## Passage shown

━━━━━━━━━━━━━━━━━━━━━━━━━━━━━━

Because I grew up with sport being not only a huge source of enjoyment but also a major factor in my personal growth and development, I think it’s a bit of a travesty when parents don’t encourage their own young children to try out a wide variety of sports and activities (and then allow them to choose what they like most).
However, once adolescence is reached, it is important to take into account their higher risk of injury. Growth spurts and hormonal changes (as well as a heightened degree of perceived stress from school and social pressure) may increase their chances of sustaining injury. As well as that, many athletic teenagers in Ireland can end up overtraining as they try to split themselves over multiple sports and teams (school, club, county, country, etc.). This can also lead to a higher risk of injury.
By getting them involved in a strength and conditioning plan early, the deleterious effects of long training periods without rest can be subdued or greatly reduced. Abernethy and Bleakley’s (2007) systematic review on ‘Strategies to prevent injury in adolescent sport’ concluded:
‘…that injury prevention strategies that focus on preseason conditioning, functional training, education, balance and sport-specific skills, which should be continued throughout the sporting season, are effective.’
Given that hip surgeries in Ireland increased by 392% in GAA from 2007 to 2014, I think it’s imperative that adolescents’ highly competitive sporting careers don’t result in them needing surgery, living in pain during adulthood or having to retire prematurely.

━━━━━━━━━━━━━━━━━━━━━━━━━━━━━━

Collected data entries
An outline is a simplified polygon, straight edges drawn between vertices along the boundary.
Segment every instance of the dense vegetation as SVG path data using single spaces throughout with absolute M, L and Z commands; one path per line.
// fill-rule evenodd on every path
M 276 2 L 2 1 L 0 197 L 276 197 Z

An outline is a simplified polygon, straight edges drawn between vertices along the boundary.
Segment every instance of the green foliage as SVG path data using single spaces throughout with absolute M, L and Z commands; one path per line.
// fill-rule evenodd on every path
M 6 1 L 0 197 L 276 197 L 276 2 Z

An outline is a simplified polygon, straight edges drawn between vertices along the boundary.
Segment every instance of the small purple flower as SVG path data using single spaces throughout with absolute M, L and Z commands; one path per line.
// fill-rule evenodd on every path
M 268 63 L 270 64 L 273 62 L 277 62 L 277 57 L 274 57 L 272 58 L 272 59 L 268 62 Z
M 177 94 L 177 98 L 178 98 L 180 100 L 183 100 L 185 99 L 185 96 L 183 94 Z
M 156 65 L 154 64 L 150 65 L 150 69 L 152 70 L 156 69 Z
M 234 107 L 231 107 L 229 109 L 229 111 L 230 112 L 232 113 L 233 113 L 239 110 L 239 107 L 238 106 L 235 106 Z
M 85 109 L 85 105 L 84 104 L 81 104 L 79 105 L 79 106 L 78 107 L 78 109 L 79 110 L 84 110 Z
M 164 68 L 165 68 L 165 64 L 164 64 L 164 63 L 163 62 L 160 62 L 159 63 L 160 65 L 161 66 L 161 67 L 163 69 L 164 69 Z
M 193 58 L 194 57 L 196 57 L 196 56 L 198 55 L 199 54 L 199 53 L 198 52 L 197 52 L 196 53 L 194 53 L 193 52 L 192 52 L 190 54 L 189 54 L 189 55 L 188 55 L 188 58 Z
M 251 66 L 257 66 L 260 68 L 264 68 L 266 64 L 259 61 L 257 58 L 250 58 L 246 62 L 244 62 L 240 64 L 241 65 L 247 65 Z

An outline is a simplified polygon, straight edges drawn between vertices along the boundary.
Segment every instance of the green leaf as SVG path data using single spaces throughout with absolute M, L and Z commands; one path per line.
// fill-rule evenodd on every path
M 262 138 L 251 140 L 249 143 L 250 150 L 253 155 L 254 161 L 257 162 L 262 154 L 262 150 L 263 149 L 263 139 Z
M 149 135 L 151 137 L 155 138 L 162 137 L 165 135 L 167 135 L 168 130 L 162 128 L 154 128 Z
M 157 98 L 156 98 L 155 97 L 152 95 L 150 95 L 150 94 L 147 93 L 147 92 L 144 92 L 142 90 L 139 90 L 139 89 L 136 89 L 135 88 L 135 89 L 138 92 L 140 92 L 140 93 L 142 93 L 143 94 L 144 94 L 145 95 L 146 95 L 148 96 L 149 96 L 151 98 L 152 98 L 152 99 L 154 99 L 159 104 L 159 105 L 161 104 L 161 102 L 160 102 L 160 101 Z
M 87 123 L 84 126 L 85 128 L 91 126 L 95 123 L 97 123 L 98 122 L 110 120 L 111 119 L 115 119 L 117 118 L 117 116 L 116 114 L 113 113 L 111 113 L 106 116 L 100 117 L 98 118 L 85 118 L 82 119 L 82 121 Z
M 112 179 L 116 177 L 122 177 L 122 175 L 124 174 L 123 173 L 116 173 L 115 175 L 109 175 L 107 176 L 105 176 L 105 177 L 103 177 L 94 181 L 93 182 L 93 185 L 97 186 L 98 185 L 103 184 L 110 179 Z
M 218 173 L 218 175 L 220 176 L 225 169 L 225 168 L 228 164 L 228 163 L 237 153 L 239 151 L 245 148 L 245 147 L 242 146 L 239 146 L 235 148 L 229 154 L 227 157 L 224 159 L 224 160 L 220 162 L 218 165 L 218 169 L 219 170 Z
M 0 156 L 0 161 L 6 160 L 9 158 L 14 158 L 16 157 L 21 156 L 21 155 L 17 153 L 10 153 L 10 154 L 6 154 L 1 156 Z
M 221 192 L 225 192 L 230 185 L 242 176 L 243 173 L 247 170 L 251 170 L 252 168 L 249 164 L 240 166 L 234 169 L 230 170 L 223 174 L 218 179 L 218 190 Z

━━━━━━━━━━━━━━━━━━━━━━━━━━━━━━

## Activity
In the passage on adolescent sports injury, list every focus of the injury prevention strategies that the quoted review conclusion calls effective. The records play no part in the work on this passage.

## Your response
- Preseason conditioning
- Functional training
- Education
- Balance
- Sport-specific skills